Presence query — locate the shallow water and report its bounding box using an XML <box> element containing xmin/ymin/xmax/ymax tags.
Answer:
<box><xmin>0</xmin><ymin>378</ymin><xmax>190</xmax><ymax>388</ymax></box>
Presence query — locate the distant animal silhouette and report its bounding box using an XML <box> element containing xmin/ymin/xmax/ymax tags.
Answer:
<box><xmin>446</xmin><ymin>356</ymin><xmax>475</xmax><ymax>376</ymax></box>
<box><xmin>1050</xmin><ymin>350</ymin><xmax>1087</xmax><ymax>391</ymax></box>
□ □ □ □
* _What you have to do_
Reproduce every entry above, substituting "enclosing rectangle" for "bounding box" wherever it occurs and leaving all other text unchanged.

* _Output of the exercise_
Presence query — locate the shallow water and report its enclosing rectangle using an XML <box> element containing xmin/ymin/xmax/ymax tags.
Answer:
<box><xmin>0</xmin><ymin>378</ymin><xmax>190</xmax><ymax>388</ymax></box>
Presence query — locate the distant animal silhouette and report its enclosing rectangle using an XML <box> element containing xmin/ymin/xmax/ymax tags.
Answer:
<box><xmin>446</xmin><ymin>356</ymin><xmax>475</xmax><ymax>376</ymax></box>
<box><xmin>1050</xmin><ymin>350</ymin><xmax>1087</xmax><ymax>391</ymax></box>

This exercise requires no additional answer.